* Start Data to process *
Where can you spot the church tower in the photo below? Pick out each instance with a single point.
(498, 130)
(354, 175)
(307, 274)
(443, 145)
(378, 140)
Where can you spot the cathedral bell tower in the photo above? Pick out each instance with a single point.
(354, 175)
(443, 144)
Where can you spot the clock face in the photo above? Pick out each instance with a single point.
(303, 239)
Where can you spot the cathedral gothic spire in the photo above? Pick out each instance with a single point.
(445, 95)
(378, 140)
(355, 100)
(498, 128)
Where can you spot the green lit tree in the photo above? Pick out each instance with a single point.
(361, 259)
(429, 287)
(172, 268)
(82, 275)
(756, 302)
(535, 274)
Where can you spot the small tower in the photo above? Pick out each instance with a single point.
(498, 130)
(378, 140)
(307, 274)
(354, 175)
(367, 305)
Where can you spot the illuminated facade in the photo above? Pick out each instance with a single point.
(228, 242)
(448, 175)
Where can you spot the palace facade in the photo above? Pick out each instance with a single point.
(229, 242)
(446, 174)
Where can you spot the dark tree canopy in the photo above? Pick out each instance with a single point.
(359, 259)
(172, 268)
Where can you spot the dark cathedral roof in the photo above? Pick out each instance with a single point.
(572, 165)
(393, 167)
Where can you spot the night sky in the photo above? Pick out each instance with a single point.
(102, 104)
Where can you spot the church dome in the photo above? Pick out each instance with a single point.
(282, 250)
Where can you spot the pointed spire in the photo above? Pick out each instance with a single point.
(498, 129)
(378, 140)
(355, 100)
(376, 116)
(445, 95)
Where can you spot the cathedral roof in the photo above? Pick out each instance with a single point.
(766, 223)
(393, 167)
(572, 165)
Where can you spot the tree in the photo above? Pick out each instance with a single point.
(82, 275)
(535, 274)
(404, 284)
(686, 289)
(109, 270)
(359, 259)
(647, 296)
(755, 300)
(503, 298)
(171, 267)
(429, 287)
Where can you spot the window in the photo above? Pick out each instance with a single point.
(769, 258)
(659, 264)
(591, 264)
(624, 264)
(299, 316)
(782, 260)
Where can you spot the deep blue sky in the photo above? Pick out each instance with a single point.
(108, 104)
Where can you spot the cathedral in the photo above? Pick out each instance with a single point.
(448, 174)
* End Data to process *
Reproduce the part of the records that opens with the line containing "Where can you spot the cathedral roof" and runs through the end of the records, offsetting every coordinate in the answers by -133 and copying every other line unchanged.

Where can you spot the cathedral roof in the photo above? Pick out each instance with a single point.
(633, 90)
(260, 34)
(439, 32)
Where can you spot the tree in the photo above? Pick out each instance with a single point.
(-51, 142)
(402, 141)
(271, 151)
(553, 156)
(-24, 137)
(226, 126)
(514, 163)
(622, 167)
(370, 165)
(38, 134)
(296, 154)
Where can you spot the window in the photo above? Pick out each instance with a single point.
(636, 125)
(526, 131)
(458, 131)
(491, 131)
(166, 183)
(649, 127)
Where can you spot the deep blue sky in the photo above? Pick out each instance with a single point.
(-25, -29)
Where can you spot the cathedral in the photo above? Pick out each instance with a single point.
(315, 41)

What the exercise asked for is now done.